Stored items
□ □ □ □
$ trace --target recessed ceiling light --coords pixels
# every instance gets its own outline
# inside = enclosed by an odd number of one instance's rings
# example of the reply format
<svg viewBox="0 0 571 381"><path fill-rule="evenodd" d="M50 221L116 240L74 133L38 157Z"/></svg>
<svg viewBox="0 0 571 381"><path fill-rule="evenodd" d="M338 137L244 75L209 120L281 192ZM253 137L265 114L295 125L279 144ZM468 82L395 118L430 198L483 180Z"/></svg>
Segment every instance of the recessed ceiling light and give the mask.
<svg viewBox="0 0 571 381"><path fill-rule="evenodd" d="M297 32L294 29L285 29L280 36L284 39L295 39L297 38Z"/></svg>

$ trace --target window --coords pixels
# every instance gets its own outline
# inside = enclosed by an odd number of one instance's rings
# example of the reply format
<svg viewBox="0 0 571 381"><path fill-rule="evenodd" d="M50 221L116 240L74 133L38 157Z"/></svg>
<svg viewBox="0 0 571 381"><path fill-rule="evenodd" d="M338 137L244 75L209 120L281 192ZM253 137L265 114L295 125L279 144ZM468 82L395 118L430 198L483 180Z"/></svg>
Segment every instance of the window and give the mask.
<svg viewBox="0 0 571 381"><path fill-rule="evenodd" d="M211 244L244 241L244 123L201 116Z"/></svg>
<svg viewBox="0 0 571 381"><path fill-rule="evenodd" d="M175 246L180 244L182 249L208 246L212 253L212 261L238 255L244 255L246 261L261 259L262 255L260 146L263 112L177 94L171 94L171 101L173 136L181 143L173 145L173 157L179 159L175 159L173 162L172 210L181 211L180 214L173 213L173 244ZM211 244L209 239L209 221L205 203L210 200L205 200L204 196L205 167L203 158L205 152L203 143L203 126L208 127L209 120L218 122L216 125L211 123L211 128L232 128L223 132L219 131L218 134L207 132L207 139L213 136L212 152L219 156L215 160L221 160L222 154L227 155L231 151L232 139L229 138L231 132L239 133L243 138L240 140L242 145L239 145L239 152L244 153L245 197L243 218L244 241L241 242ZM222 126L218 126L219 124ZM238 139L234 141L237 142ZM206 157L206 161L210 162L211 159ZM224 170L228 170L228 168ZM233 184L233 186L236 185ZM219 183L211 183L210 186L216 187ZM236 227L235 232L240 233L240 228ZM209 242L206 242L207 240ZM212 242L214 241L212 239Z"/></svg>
□ □ □ □
Given task
Reproduce all of the rows above, substituting "contour" for every occurrence of "outline" and changing nothing else.

Result of the task
$ trace --target recessed ceiling light --coords pixels
# every instance gets its own contour
# inside = enclosed by an odd number of one instance's rings
# example of the reply format
<svg viewBox="0 0 571 381"><path fill-rule="evenodd" d="M50 221L116 240L74 133L38 157Z"/></svg>
<svg viewBox="0 0 571 381"><path fill-rule="evenodd" d="M338 137L244 75L209 120L281 192ZM253 137L265 114L295 125L279 144ZM468 82L395 118L430 198L483 180Z"/></svg>
Segment every instance of the recessed ceiling light and give the mask.
<svg viewBox="0 0 571 381"><path fill-rule="evenodd" d="M297 32L294 29L285 29L280 36L284 39L295 39L297 38Z"/></svg>

$ trace --target window --coords pixels
# every instance gets its own contour
# inside = enclosed by an odd number of one instance's rings
# example of the reply format
<svg viewBox="0 0 571 381"><path fill-rule="evenodd" d="M50 221L116 240L74 133L38 157Z"/></svg>
<svg viewBox="0 0 571 381"><path fill-rule="evenodd" d="M338 137L244 75L209 120L281 192ZM253 137L265 114L295 125L279 144ZM468 82L395 118L430 198L483 180Z"/></svg>
Segment every instance of the window and give the mask.
<svg viewBox="0 0 571 381"><path fill-rule="evenodd" d="M211 244L244 241L244 123L201 116Z"/></svg>
<svg viewBox="0 0 571 381"><path fill-rule="evenodd" d="M175 246L180 244L182 249L208 246L212 253L212 261L238 255L244 255L246 261L261 259L262 255L260 146L263 112L177 94L171 94L171 101L173 136L181 143L173 145L173 157L179 159L175 159L173 162L172 210L181 211L180 214L173 213L173 244ZM211 244L209 239L209 221L205 203L210 200L205 200L204 196L205 167L203 158L205 152L203 143L203 126L208 127L209 120L218 122L216 125L211 123L211 128L232 128L223 132L219 131L218 134L207 132L207 139L213 136L212 152L219 156L215 160L221 160L222 154L227 155L231 151L232 139L229 138L231 132L239 133L243 138L240 140L242 145L239 145L239 152L244 153L245 197L243 218L244 241L241 242ZM222 126L218 126L219 124ZM238 139L234 141L237 142ZM206 157L206 161L210 162L211 159ZM224 170L228 170L228 168ZM233 184L233 186L236 185ZM219 183L211 183L210 186L216 187ZM236 227L235 232L240 233L240 228ZM209 242L206 242L207 240ZM212 242L214 241L212 239Z"/></svg>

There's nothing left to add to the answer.